Dataset rows on where objects appear.
----

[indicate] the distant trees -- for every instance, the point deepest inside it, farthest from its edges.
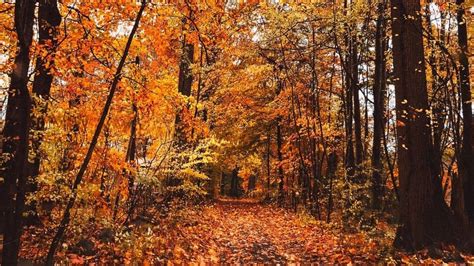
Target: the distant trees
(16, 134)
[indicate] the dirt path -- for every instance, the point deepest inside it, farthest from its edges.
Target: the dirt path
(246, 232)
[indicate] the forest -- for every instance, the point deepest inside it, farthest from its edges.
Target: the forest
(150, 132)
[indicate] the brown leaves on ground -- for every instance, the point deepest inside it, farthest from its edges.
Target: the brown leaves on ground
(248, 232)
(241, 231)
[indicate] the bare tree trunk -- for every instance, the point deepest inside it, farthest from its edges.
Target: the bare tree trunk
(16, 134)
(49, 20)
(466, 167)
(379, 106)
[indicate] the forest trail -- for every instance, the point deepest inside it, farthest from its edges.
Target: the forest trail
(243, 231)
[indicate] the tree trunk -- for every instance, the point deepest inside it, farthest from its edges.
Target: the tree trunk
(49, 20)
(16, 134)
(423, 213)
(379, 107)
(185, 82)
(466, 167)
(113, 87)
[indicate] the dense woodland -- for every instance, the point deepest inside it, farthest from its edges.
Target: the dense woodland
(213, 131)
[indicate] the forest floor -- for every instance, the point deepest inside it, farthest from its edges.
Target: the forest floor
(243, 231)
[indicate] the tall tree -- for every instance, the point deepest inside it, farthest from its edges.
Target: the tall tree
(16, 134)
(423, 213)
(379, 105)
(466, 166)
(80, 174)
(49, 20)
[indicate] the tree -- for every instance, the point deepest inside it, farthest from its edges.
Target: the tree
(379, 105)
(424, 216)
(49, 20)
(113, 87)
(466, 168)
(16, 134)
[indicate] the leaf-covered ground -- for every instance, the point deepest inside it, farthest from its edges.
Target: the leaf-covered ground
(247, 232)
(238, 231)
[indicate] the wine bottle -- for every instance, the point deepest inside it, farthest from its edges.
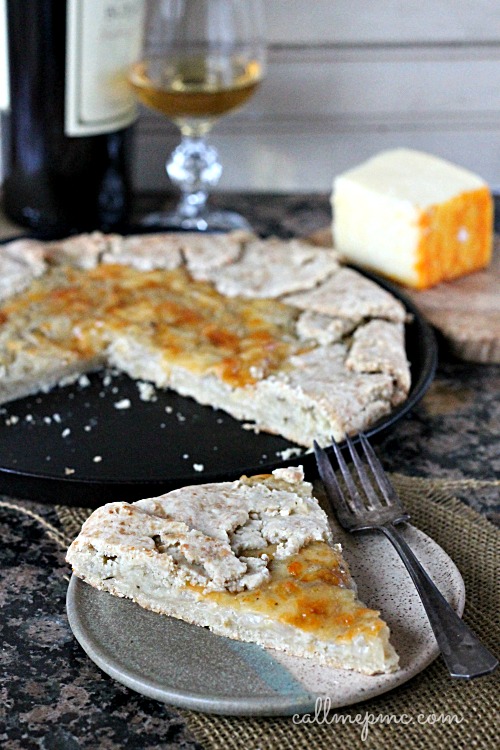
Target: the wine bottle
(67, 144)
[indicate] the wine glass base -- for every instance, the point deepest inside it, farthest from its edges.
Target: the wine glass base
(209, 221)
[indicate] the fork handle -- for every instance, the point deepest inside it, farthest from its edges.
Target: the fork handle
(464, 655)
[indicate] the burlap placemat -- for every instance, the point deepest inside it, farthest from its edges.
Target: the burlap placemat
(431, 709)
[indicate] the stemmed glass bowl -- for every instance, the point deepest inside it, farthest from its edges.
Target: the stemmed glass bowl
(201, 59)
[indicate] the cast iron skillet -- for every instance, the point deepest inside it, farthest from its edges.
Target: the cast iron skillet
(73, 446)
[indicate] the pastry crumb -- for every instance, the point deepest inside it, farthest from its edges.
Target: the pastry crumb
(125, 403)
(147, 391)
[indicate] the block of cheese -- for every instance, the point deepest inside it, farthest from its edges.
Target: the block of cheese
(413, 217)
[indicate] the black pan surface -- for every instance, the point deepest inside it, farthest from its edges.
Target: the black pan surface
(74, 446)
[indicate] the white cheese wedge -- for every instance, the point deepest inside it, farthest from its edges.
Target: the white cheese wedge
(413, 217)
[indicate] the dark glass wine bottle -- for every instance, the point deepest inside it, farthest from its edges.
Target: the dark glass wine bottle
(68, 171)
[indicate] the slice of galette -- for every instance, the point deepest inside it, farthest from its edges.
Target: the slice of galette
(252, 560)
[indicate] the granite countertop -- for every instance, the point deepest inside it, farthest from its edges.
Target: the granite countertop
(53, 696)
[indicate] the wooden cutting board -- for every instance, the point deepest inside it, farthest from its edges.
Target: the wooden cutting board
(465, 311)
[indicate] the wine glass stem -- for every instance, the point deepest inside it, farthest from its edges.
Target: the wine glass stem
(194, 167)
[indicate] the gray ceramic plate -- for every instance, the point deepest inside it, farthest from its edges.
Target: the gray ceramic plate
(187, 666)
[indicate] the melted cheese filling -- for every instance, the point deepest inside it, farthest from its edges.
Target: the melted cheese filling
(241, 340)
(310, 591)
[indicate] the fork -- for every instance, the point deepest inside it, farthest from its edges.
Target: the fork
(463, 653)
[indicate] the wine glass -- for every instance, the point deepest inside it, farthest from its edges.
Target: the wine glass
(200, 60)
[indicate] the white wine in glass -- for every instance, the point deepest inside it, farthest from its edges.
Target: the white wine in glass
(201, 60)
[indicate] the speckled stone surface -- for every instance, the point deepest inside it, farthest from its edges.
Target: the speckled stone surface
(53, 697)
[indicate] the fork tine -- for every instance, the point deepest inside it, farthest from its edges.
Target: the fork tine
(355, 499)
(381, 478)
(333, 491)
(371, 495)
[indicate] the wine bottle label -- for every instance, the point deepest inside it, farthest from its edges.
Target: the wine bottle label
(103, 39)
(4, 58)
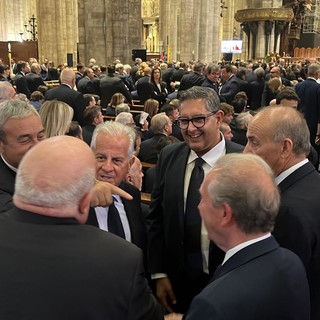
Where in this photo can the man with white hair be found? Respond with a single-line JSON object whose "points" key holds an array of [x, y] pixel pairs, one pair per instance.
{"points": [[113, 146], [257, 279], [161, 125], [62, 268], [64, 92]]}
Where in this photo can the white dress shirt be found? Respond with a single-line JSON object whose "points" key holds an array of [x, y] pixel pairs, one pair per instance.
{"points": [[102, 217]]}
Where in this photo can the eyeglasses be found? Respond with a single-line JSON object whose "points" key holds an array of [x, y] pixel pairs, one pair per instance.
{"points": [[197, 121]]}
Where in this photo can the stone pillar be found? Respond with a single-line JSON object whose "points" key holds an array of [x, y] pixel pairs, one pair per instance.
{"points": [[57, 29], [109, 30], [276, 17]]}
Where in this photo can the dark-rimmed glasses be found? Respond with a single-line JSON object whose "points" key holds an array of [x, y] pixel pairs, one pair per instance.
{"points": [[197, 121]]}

----

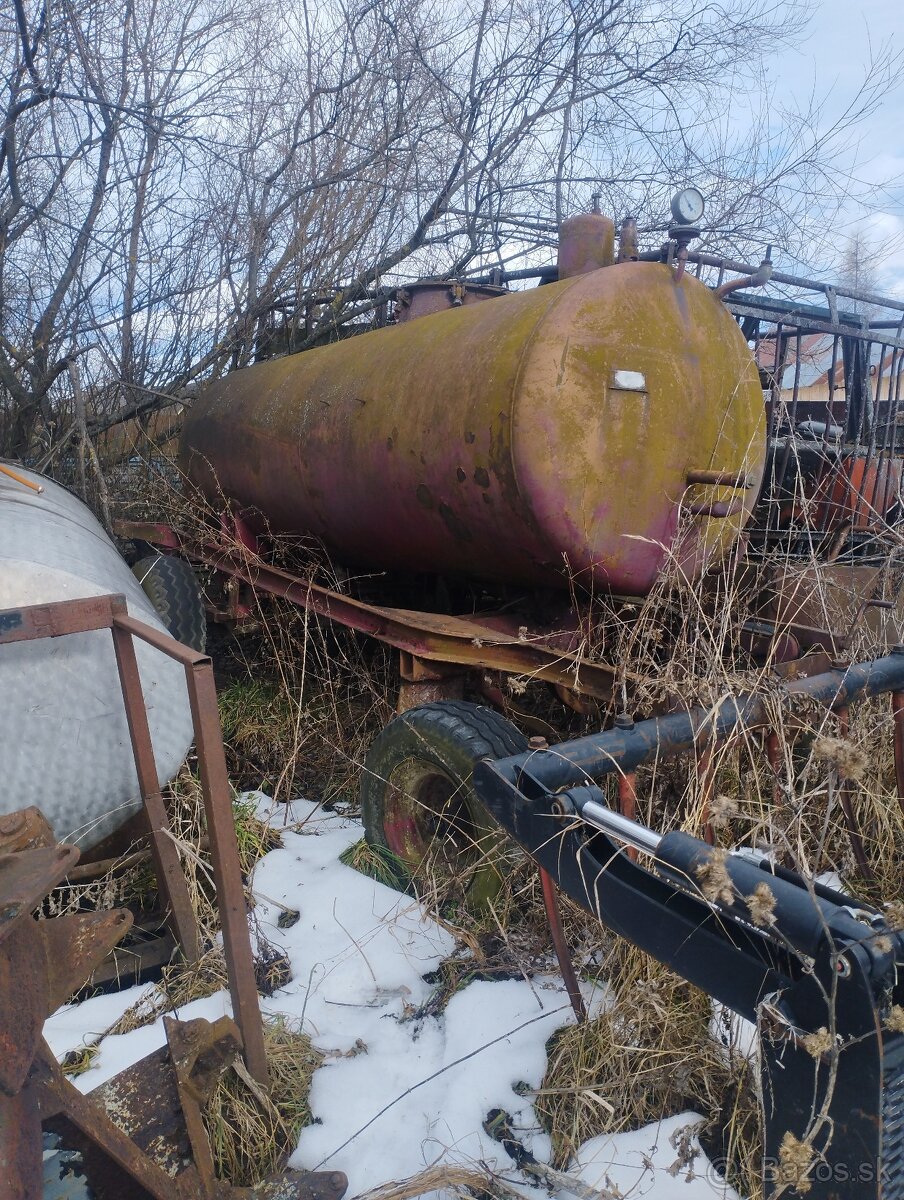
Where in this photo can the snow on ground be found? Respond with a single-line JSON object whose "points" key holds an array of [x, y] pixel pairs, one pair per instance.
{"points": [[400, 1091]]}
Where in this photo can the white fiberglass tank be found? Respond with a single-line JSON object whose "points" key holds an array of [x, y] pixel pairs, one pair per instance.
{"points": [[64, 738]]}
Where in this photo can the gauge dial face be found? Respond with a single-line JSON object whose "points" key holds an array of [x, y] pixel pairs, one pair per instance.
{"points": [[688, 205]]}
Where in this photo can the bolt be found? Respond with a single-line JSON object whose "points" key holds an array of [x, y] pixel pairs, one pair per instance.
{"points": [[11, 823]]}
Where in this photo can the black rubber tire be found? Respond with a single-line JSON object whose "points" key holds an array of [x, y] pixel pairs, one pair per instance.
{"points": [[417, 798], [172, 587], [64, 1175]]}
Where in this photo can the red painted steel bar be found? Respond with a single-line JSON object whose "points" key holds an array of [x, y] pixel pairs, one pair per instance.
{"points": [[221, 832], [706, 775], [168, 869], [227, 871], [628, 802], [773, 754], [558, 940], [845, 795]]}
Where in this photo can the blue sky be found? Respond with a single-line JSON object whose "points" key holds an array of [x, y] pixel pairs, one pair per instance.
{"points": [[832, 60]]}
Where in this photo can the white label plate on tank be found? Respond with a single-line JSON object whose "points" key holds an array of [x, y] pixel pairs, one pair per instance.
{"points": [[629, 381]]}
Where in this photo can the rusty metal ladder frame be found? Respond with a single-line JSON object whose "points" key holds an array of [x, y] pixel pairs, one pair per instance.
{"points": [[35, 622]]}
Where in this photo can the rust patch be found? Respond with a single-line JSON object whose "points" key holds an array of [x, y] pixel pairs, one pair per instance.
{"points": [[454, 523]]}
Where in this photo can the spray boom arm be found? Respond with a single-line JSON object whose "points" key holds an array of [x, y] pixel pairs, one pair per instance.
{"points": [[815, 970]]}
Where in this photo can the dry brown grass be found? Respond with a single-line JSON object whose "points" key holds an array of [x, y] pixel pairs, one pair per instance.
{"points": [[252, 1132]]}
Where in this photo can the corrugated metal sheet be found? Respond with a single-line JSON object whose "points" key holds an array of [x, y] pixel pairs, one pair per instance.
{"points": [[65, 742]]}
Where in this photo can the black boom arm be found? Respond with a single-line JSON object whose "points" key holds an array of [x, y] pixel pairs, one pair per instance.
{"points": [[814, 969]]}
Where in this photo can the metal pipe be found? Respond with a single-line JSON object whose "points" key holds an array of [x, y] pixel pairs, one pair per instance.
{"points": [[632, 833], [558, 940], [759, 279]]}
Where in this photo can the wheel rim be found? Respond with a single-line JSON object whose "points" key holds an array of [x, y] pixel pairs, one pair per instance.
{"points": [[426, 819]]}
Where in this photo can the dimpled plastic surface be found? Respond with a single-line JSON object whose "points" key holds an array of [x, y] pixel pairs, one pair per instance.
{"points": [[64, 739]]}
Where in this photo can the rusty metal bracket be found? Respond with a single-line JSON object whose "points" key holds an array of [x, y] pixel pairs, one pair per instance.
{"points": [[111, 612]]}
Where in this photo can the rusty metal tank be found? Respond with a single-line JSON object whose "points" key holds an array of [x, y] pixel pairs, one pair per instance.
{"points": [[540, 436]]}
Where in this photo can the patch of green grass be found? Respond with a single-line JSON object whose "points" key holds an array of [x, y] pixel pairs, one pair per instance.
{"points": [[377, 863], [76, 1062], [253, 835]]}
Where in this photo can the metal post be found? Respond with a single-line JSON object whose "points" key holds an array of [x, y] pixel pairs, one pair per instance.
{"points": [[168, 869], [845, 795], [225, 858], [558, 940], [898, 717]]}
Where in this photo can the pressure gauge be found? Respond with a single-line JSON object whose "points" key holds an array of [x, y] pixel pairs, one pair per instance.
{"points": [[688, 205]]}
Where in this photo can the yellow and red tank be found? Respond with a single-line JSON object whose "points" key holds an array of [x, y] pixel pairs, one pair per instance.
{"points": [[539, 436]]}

----

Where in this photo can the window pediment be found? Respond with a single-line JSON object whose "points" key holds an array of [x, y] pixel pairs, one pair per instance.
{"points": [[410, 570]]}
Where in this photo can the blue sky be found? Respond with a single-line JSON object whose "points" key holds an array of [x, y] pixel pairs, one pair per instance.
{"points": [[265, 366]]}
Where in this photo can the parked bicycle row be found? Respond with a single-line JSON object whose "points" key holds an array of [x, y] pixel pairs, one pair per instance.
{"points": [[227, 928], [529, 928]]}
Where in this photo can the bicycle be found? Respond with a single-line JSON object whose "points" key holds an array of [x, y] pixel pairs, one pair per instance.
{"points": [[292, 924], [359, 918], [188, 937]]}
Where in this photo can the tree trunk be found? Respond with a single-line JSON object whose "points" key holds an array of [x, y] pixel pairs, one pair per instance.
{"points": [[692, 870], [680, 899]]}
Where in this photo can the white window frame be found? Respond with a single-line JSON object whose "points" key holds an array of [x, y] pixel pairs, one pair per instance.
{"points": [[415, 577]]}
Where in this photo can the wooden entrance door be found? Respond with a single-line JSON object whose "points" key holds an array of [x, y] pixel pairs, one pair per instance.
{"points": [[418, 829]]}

----

Exercise brief. Pull out every line in the records that contains the word "path", matching uppercase and lowercase exactly.

Final answer.
[indicate] the dirt path -- for every instance, the point deepest inside it, farthest from its edges.
Target: the dirt path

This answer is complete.